BRIEF.
From the data below, copy out every line in which the word "sneaker" occurs.

INPUT RECORDS.

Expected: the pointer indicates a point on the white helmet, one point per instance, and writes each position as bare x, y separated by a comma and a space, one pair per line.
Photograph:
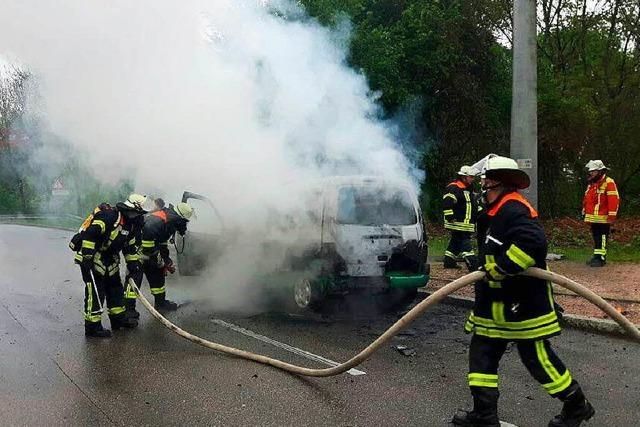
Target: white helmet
136, 201
506, 171
467, 171
184, 210
595, 165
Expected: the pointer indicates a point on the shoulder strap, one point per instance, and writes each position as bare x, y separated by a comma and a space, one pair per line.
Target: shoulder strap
457, 184
160, 214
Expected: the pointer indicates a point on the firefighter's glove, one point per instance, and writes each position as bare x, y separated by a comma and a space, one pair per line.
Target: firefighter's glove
169, 267
494, 273
135, 271
86, 263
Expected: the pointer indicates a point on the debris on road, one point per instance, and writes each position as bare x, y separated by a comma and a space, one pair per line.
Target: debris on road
405, 351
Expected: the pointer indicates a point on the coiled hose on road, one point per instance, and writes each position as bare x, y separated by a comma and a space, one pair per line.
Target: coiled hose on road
402, 323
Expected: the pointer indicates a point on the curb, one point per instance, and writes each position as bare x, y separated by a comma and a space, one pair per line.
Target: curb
574, 321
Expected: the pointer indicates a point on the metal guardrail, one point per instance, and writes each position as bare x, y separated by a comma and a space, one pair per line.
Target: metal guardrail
14, 217
32, 219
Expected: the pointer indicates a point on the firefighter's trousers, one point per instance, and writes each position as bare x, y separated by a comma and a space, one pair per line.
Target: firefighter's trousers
153, 269
537, 356
459, 248
99, 287
600, 233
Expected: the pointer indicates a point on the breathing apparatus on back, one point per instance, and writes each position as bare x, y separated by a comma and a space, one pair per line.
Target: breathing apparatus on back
133, 209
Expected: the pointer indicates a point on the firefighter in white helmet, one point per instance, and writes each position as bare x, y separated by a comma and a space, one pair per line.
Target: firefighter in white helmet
459, 209
159, 227
600, 208
513, 308
104, 234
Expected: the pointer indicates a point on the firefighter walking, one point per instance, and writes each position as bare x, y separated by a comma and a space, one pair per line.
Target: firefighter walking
159, 227
600, 209
459, 210
106, 233
511, 308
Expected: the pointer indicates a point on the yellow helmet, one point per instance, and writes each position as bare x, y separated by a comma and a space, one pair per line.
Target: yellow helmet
184, 210
136, 202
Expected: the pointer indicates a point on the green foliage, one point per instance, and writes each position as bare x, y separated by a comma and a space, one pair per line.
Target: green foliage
447, 54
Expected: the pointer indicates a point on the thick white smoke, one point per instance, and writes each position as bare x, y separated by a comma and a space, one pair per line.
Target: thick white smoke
223, 97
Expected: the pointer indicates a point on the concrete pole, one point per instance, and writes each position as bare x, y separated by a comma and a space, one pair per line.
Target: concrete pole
524, 115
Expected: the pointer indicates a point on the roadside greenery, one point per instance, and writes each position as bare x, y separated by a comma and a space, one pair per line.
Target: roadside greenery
452, 59
444, 66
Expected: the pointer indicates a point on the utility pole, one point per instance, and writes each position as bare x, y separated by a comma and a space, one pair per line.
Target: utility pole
524, 113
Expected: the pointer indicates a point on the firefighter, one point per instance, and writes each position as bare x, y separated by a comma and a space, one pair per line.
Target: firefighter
107, 232
511, 308
159, 227
599, 209
459, 209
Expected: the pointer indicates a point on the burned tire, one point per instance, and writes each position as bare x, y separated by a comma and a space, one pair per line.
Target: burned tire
307, 294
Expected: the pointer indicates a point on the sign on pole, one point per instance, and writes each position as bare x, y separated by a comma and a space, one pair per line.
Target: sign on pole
58, 188
524, 114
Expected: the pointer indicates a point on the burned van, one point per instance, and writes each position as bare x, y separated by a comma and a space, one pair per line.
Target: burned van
353, 235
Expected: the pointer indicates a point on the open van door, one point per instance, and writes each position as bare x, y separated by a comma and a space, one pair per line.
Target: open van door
202, 243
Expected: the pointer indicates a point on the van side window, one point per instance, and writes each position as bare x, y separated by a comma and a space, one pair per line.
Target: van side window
370, 206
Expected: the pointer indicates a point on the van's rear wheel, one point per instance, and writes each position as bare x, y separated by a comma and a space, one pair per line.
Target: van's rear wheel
307, 294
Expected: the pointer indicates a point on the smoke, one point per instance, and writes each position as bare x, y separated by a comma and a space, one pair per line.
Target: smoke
242, 101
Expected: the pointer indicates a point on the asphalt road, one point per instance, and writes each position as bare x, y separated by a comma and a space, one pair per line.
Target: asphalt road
50, 374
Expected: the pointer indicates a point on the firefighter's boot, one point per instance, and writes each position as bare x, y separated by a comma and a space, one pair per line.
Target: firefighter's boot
485, 409
597, 261
450, 262
163, 304
122, 321
130, 309
575, 410
95, 329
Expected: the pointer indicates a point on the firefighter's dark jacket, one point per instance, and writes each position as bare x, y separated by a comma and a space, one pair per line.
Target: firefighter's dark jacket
507, 305
158, 228
459, 207
107, 235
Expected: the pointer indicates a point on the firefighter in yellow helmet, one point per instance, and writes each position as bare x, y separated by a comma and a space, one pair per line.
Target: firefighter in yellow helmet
513, 308
460, 210
106, 233
159, 226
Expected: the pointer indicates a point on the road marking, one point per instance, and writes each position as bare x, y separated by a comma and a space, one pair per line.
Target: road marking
289, 348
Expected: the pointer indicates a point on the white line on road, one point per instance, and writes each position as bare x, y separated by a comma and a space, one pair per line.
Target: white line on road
289, 348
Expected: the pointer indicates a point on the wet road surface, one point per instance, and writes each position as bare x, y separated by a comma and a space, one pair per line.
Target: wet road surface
50, 374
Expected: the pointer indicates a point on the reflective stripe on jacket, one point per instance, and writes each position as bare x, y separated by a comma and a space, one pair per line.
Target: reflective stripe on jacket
459, 207
601, 201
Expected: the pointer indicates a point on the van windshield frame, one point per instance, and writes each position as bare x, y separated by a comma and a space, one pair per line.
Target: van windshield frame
375, 206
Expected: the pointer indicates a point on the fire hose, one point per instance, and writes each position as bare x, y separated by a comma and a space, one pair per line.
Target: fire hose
398, 326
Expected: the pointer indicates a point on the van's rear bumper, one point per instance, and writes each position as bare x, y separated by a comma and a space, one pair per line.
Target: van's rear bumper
391, 280
408, 281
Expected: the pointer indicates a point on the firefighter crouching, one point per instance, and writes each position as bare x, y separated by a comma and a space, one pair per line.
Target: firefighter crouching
600, 209
159, 227
106, 233
512, 308
459, 209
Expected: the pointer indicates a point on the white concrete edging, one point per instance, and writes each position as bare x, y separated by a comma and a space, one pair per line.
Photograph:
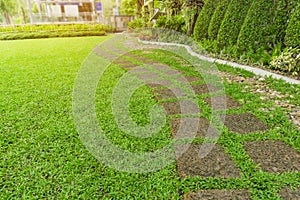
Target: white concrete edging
254, 70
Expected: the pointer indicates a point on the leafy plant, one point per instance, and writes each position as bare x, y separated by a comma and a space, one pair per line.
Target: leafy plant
288, 61
232, 22
204, 18
217, 18
292, 38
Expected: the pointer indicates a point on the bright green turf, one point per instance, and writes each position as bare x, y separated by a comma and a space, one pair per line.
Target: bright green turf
42, 156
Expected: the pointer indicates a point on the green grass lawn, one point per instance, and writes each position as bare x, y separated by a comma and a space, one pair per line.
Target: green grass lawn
42, 156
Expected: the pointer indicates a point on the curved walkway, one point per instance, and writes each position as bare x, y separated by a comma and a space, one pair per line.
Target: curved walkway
254, 70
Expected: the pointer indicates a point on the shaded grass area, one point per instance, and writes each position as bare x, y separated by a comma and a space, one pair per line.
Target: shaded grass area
42, 156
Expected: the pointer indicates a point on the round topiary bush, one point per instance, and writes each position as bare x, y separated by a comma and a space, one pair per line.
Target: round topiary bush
256, 31
217, 18
232, 22
292, 38
203, 20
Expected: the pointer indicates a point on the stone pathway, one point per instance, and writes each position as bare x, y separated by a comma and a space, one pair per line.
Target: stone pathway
167, 83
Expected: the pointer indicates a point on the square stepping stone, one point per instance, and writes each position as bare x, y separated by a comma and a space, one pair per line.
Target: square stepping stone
216, 163
244, 123
288, 193
188, 79
172, 72
192, 127
158, 83
204, 88
218, 194
158, 66
148, 76
139, 70
168, 93
274, 156
184, 107
222, 102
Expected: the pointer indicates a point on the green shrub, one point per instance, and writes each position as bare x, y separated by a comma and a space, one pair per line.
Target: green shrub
256, 31
176, 23
203, 21
137, 24
288, 61
37, 35
232, 22
217, 18
292, 38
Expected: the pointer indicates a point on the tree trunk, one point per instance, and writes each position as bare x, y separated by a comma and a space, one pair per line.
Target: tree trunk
23, 14
7, 18
140, 4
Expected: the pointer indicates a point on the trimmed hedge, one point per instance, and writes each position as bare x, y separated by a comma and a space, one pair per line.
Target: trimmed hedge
38, 35
256, 31
232, 22
216, 19
203, 21
292, 38
57, 27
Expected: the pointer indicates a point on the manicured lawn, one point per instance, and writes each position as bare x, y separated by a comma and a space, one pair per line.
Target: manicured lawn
42, 156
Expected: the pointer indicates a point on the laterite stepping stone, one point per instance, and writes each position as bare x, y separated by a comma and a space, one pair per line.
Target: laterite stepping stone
216, 164
168, 93
244, 123
204, 88
191, 127
157, 83
274, 156
183, 107
148, 76
218, 194
222, 102
289, 194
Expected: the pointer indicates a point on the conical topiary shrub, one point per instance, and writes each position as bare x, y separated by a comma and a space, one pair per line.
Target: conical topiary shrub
203, 20
292, 38
217, 19
232, 22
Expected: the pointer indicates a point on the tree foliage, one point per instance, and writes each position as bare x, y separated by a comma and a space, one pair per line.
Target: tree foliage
203, 21
7, 8
232, 22
217, 18
292, 37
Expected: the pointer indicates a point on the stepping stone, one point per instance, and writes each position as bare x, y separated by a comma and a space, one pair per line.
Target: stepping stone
244, 123
158, 66
188, 107
274, 156
204, 88
216, 163
289, 194
172, 72
218, 194
103, 53
168, 93
192, 78
222, 102
148, 76
192, 127
157, 83
139, 70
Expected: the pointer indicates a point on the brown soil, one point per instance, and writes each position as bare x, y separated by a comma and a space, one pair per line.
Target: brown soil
218, 194
216, 164
167, 93
222, 103
244, 123
289, 194
204, 88
274, 156
191, 127
173, 108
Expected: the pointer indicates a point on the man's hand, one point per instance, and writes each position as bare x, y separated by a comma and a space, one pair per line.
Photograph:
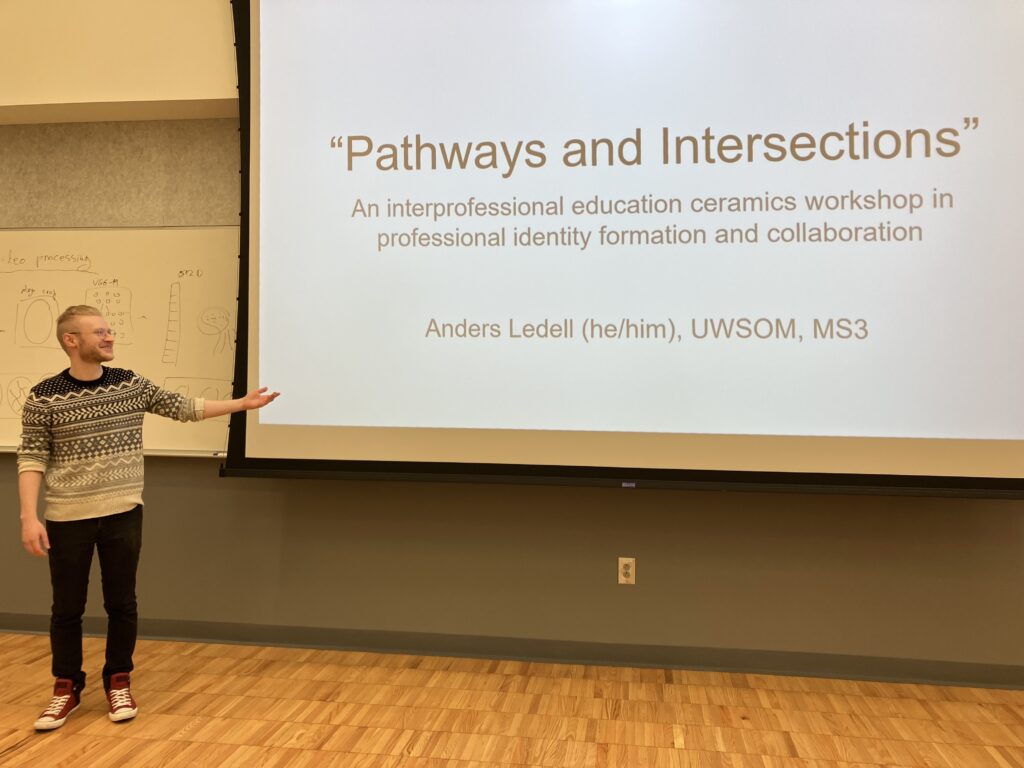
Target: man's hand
258, 398
34, 538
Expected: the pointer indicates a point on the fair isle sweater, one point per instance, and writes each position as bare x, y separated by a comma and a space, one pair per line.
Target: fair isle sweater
86, 437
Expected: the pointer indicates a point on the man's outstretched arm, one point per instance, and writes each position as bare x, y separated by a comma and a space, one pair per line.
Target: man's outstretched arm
256, 398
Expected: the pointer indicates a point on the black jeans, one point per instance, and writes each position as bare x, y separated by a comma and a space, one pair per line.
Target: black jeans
118, 539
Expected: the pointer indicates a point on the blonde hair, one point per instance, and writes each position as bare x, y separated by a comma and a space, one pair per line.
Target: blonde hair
67, 320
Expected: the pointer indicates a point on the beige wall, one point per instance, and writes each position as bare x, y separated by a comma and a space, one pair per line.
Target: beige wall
939, 580
69, 59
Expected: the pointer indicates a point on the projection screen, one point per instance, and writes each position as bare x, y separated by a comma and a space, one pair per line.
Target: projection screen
601, 238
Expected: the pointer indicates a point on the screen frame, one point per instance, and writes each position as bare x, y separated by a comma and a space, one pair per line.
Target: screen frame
238, 464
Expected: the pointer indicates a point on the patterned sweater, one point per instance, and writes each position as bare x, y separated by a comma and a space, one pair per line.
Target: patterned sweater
86, 436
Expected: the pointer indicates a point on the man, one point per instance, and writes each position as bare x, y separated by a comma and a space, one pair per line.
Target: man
82, 434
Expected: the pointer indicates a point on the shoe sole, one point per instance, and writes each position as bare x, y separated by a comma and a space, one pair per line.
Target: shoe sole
49, 725
122, 715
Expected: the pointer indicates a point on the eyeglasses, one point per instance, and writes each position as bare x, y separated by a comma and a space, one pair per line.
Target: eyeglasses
99, 333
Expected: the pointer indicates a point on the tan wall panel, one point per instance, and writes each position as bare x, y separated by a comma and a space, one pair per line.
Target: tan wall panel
69, 51
162, 173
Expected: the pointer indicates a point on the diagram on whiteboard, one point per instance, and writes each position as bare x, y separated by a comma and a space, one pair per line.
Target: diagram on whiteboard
168, 294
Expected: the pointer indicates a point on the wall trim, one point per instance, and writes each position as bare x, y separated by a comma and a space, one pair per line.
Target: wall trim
563, 651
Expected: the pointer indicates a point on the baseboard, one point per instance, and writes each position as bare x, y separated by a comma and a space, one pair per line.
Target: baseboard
564, 651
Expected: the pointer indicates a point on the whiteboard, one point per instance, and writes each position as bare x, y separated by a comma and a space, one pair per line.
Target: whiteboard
171, 294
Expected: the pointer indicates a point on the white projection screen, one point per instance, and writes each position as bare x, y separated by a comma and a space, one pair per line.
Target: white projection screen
609, 238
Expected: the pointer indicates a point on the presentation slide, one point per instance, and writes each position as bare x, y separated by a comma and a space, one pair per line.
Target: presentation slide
640, 232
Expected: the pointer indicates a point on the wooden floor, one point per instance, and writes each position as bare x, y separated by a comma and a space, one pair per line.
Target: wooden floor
205, 705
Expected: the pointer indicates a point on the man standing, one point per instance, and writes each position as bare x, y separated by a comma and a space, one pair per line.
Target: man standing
82, 434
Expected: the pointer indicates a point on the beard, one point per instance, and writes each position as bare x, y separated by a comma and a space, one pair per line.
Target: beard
96, 354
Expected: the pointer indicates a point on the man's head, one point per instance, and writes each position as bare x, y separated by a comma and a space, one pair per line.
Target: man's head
84, 333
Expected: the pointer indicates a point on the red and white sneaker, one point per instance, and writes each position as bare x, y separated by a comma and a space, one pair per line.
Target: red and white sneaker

WRITTEN ANSWER.
Expected: the pointer indicates a point on the red and white sneaker, one point per instance, and writes each position as bare x, y separated by a comma and a space, one pair per line.
Target: red and white sneaker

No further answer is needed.